_GIVEN TEXT_:
****************************************
In the southeastern United States with the warm temperatures and high humidity, there is a growing problem with algae on roofs and particularly asphalt/fiberglass shingled roofs.
 
This algae is known as Gloeocapsa Magma which is identified by the brownish black stains. Usually it is noticed on the north side of the house first (where there is the least sun and the most moisture) and then spreads to other areas over time. In such a warm and moist climate, the only thing the algae needs is a food source to grow and spread. One food source is readily available in the form of limestone. Limestone is used as filler in the shingles.
 
With the ever increasing cost of petroleum used to manufacture asphalt shingles, companies needed to find a more economic way to produce the shingle so they introduced fiberglass. This reduced the asphalt, and made the shingle much stronger, but it also made the shingle much lighter in weight. Therefore shingle manufactures started adding a relatively cheap crushed limestone mixture to the asphalt shingle mainly as a filler. However, this created an entirely new problem. A food source for Gloeocapsa Magma.
 
So, is this algae a problem or just an eyesore? In the early stages, Goleocapsa Magma is more of an eyesore, but as it grows, it can become a significant problem.
 
Gloeocapsa Magma in some cases left untreated can become a health issue to some people with chronic breathing and allergy problems.

It also inhibits the shingle’s ability to reflect the UV rays of the sun. This in turn causes excessive heat build up in the attic which not only causes higher cooling costs, but also increases premature deterioration of the shingles. Another problem if let untreated, the algae buildup acts as a bed for leaves, dirt and pollen to collect creating a home for mold and mildew as well as having the ability to cause water to “dam” up under the shingles causing leaks. So it can be both an eyesore and a significant problem.
****************************************
_TASK TO CARRY OUT_:
Can you restate the roof algae text between "In the southeastern" and "asphalt/fiberglass shingled roofs.", inclusive, swapping each "roofs" for "rooftops"?
****************************************
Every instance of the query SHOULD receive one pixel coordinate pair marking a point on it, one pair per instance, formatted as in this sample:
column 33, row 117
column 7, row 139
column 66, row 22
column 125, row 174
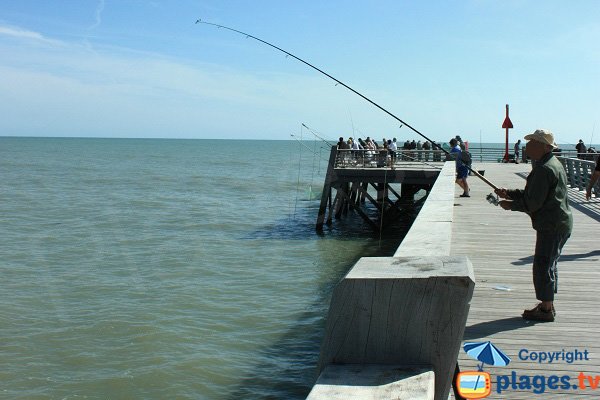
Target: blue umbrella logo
column 487, row 353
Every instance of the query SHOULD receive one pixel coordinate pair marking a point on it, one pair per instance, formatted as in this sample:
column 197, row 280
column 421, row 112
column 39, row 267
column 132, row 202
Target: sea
column 168, row 269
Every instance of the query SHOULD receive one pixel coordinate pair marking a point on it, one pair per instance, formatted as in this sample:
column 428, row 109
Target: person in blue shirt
column 461, row 169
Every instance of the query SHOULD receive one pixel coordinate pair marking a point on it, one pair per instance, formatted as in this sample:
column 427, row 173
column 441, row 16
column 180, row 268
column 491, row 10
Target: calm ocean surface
column 167, row 269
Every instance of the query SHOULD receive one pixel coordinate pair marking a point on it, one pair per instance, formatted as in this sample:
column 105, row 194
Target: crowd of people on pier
column 388, row 149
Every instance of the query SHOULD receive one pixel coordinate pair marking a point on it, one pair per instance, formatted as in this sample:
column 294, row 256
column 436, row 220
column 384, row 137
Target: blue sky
column 136, row 68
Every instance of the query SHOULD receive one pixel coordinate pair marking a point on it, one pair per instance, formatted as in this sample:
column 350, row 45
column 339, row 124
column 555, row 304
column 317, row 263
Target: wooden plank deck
column 500, row 245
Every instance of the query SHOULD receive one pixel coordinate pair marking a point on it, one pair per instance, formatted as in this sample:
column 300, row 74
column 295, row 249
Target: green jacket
column 545, row 197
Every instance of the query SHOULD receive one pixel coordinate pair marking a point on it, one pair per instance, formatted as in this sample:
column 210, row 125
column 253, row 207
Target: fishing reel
column 493, row 199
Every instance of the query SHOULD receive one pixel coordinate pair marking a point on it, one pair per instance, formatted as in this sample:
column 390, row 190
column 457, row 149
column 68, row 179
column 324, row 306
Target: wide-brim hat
column 542, row 136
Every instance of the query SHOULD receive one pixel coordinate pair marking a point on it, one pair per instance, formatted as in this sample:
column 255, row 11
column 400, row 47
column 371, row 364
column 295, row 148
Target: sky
column 145, row 69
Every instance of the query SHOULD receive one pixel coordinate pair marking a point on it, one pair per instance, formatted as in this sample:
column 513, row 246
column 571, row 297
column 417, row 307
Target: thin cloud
column 98, row 15
column 26, row 35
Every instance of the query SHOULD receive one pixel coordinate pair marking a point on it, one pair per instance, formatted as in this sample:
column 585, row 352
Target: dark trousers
column 548, row 247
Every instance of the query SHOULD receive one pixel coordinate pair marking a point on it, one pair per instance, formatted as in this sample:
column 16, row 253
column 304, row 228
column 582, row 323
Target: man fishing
column 545, row 200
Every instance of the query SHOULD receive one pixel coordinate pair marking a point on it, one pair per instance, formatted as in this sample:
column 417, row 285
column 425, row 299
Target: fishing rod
column 287, row 53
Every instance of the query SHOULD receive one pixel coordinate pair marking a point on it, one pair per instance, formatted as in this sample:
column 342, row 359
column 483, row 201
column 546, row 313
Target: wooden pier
column 500, row 245
column 393, row 184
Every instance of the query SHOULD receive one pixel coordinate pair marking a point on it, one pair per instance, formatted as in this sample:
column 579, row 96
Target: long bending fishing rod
column 199, row 21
****************************************
_OUTPUT OF THE TASK_:
In the southeastern United States with the warm temperatures and high humidity, there is a growing problem with algae on rooftops and particularly asphalt/fiberglass shingled rooftops.